VM: refactoring allot_code_block() to work like allot_large_object()

To make it possible to eventually grow the code heap

diff --git a/vm/allot.hpp b/vm/allot.hpp
index da4a69913b4845757fdbc1eb23438b19e15d0d77..b5c3f453092481459c6c5fcdffb39bbd89d5f8f7 100644 (file)
--- a/vm/allot.hpp
+++ b/vm/allot.hpp
@@ -6,20 +6,20 @@ namespace factor {
 // Allocates memory
 inline code_block* factor_vm::allot_code_block(cell size,
                                                code_block_type type) {
-  cell block_size = size + sizeof(code_block);
-  code_block* block = code->allocator->allot(block_size);
 
-  // If allocation failed, do a full GC and compact the code heap.
-  // A full GC that occurs as a result of the data heap filling up does not
-  // trigger a compaction. This setup ensures that most GCs do not compact
-  // the code heap, but if the code fills up, it probably means it will be
-  // fragmented after GC anyway, so its best to compact.
-  if (block == NULL) {
+  cell block_size = size + sizeof(code_block);
+  cell required_free = block_size + code->high_water_mark();
+  if (!code->allocator->can_allot_p(required_free)) {
+
+    // If allocation failed, do a full GC and compact the code heap.
+    // A full GC that occurs as a result of the data heap filling up does not
+    // trigger a compaction. This setup ensures that most GCs do not compact
+    // the code heap, but if the code fills up, it probably means it will be
+    // fragmented after GC anyway, so its best to compact.
     primitive_compact_gc();
-    block = code->allocator->allot(block_size);
 
     // Insufficient room even after code GC, give up
-    if (block == NULL) {
+    if (!code->allocator->can_allot_p(required_free)) {
       std::cout << "Code heap used: " << code->allocator->occupied_space()

=== STORED RECORDS ===
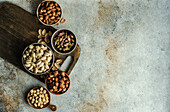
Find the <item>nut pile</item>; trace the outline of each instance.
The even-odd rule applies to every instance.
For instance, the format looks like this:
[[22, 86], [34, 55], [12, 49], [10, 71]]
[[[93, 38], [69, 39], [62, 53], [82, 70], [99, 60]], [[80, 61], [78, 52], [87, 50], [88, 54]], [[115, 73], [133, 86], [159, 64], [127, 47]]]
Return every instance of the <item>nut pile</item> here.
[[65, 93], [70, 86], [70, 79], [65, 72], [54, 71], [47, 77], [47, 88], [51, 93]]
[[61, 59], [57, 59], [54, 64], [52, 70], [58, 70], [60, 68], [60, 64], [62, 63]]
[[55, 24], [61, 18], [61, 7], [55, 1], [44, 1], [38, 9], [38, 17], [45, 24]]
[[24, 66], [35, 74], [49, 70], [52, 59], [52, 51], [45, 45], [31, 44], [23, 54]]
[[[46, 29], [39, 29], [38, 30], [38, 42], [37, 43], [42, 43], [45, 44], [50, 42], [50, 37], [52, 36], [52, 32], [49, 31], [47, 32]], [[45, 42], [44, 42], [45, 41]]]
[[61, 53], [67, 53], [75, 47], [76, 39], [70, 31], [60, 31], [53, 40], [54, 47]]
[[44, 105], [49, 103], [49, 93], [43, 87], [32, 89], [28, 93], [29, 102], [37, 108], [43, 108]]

* * *

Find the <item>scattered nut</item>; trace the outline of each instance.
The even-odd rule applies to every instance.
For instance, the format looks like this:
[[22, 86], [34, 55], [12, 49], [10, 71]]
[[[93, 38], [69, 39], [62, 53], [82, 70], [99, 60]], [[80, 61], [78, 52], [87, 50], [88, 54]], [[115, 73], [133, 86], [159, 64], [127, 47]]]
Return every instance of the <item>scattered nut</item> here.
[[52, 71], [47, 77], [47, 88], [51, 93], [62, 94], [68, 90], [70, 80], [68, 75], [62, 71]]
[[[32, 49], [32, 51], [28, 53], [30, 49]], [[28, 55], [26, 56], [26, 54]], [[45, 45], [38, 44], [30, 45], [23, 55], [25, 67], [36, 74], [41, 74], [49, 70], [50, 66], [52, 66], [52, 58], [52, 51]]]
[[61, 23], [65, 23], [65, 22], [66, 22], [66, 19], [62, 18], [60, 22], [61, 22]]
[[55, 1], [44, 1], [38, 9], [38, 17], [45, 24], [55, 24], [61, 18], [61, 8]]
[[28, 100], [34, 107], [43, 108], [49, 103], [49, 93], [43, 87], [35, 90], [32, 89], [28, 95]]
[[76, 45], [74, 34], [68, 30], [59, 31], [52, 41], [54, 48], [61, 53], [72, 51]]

=== THINGS TO DO ===
1) Answer these questions about the commit shown above:
(a) Which existing function is allot_code_block() refactored to work like?
(b) Which file does the diff change?
(c) Which function is called when the allocator cannot fit the required space?
2) From the records, copy verbatim the part that opens with the line containing "Find the <item>nut" and closes with the line containing "Return every instance of the <item>nut", both of those lines included.

=== FULL ANSWERS ===
1)
(a) allot_large_object()
(b) vm/allot.hpp
(c) primitive_compact_gc()

2)
Find the <item>nut pile</item>; trace the outline of each instance.
The even-odd rule applies to every instance.
For instance, the format looks like this:
[[22, 86], [34, 55], [12, 49], [10, 71]]
[[[93, 38], [69, 39], [62, 53], [82, 70], [99, 60]], [[80, 61], [78, 52], [87, 50], [88, 54]], [[115, 73], [133, 86], [159, 64], [127, 47]]]
Return every instance of the <item>nut pile</item> here.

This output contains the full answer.